Begin Source document

In response to Mexican interest in trade after the opening of the Presidio del Norte entry to Texas in 1830, Henry Connelly, a Missouri physician and prominent Chihuahua merchant, organized a party of more than 100 men accompanied by fifty Mexican dragoons that left Chihuahua with 200,000 or 300,000 dollars in specie on April 2, 1839. They traveled northeast to the Rio Grande, crossed at the site of present Presidio, then went on to the headwaters of the Colorado and Brazos rivers, possibly between the Double Mountain and Clear Forks of the Brazos.
Moving northeast, the party initially mistook the Canadian for the Red River, then proceeded to the Red, traveled downriver, and crossed at the mouth of the Wichita River into Indian Territory. There, a Delaware Indian band directed them to Fort Towson. Connelly proceeded east, reached the post in June, and presented the commandant, Maj. Henry Wilson, a passport issued at Chihuahua on April 1 by Governor Simón Elias Gonzales, authorizing him to pass with his party through the Republic of Mexico to the state of Arkansas.

End Source document
Begin Given entries

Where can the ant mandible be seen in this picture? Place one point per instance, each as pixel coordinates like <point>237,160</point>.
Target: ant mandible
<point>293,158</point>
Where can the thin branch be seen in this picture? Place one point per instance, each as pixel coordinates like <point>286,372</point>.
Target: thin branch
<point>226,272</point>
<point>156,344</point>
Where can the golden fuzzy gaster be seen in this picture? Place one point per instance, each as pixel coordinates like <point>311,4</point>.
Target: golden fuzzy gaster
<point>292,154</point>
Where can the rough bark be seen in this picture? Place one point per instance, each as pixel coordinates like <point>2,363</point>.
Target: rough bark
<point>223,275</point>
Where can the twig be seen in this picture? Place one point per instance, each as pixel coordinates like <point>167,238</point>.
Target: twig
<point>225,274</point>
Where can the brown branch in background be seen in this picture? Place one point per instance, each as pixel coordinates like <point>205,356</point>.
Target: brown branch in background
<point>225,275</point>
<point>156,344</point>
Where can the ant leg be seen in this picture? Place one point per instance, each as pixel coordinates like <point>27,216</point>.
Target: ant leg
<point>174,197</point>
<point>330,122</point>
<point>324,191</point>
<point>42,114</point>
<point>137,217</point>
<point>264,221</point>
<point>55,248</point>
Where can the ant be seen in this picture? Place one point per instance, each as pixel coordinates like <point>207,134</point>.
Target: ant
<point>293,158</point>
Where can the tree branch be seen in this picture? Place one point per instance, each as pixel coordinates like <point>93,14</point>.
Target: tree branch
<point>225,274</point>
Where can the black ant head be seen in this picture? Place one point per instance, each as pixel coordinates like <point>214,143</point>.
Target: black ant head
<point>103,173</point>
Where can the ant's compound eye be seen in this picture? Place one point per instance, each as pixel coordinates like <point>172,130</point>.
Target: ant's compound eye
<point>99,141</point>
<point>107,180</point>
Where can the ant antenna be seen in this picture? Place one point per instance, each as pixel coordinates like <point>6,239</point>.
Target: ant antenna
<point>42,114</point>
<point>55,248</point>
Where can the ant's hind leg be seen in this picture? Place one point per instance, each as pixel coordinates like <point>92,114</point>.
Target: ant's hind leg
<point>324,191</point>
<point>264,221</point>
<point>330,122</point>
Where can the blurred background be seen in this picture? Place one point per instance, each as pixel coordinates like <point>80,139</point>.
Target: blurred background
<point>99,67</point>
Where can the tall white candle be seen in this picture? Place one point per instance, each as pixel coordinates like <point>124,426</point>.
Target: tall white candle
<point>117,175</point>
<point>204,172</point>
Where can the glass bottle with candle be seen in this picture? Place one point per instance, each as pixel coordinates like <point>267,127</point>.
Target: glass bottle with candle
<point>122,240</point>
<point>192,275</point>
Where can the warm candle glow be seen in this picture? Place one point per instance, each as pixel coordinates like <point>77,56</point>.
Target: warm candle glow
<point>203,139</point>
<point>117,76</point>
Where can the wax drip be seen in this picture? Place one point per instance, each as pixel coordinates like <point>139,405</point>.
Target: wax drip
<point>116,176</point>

End Given entries

* Short exercise A *
According to the passage on Henry Connelly's 1839 expedition, why did he organize the party that left Chihuahua?
* Short exercise B *
Carry on the passage on Henry Connelly's 1839 expedition from its final sentence.

* Result A *
Connelly organized the party in response to Mexican interest in trade that followed the opening of the Presidio del Norte entry to Texas in 1830.

* Result B *
Connelly next took a steamboat to Louisiana to exchange his gold and silver for merchandise, then returned to Fort Towson in early September. He left Fulton, Arkansas, in April 1840 after delays for weather, with between sixty and eighty new wagons loaded with merchandise and a company of American equestrian circus performers carrying tents and equipment to entertain in Mexico.
Connelly maintained cordial relations between the Mexicans and the inhabitants of the northern Texas settlements who might have inspected and taxed the party heavily on its return. Citizens were eager for the trade and dealt generously.
The return route passed from Fort Towson into North Texas, through what became Red River, Lamar, Fannin, Grayson, Cooke, Montague, Clay, and Archer counties. The expedition passed the sites of Paris and Bonham, swung south of Sherman through Whitesboro, north of Gainesville and Muenster, and into the city limits of St. Jo in Montague County. Some six miles west, the travelers veered northward into the Cross Timbers between Montague and Nocona, where the caravan spent five weeks cutting through and traversing the muddy prairies. The remainder of the route passed northwest of the site of Montague, north of Brushy Mound, and northwest of Bowie.
The next two or three hundred miles are uncertain, but the traders traveled several days near the Brazos, probably upstream. They hit their incoming route near Archer City and marched west past Seymour before turning south, likely passing near the sites of present Benjamin, Aspermont, and Colorado City.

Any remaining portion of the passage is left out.